- **What this task involves**: Search the records below for the line containing "Can you see the backpack". Output that line and all later lines exactly; output nothing else.

- **Dataset records**:
◆ ◆ ◆ ◆ ◆

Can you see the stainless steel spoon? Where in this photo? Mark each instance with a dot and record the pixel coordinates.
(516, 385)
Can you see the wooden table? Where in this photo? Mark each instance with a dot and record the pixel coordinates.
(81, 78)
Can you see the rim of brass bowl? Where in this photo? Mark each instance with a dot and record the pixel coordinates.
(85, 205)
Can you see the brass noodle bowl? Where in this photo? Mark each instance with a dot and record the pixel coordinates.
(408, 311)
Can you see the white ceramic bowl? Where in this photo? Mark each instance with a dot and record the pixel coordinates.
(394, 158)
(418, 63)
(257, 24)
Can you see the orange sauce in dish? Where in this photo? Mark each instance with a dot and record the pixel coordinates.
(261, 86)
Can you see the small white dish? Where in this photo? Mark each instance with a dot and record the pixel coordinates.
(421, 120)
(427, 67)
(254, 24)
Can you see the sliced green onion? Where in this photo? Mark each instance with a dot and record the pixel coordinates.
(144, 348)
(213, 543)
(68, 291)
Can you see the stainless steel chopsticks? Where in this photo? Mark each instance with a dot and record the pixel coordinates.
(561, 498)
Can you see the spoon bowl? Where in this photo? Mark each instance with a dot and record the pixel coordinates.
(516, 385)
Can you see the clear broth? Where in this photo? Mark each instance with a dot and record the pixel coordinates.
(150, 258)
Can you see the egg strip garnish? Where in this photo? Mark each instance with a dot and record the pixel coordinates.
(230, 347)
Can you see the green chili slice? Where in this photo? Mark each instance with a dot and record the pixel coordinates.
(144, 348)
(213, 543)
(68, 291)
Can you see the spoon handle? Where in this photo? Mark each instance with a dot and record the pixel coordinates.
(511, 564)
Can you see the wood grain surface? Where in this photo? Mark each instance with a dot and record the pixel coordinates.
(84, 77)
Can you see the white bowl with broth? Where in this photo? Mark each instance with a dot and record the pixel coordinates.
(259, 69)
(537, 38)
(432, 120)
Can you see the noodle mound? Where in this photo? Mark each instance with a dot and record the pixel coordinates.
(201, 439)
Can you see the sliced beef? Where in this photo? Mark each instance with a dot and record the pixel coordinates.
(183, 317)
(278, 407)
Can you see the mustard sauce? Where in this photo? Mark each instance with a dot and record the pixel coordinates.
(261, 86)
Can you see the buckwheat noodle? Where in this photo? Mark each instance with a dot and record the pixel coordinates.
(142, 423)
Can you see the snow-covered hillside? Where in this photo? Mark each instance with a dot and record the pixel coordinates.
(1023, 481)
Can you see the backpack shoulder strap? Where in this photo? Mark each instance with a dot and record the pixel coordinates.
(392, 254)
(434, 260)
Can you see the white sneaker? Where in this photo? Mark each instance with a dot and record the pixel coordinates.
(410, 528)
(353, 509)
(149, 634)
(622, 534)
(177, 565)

◆ ◆ ◆ ◆ ◆

- **Result**:
Can you see the backpack shoulder strap? Where in this photo? Mark each instance with a dot and record the pixel coordinates.
(392, 254)
(434, 260)
Can you see the white sneaker? Where in this photo? Mark each instance with a dot and record the pixel coordinates.
(410, 528)
(353, 509)
(149, 634)
(622, 534)
(177, 565)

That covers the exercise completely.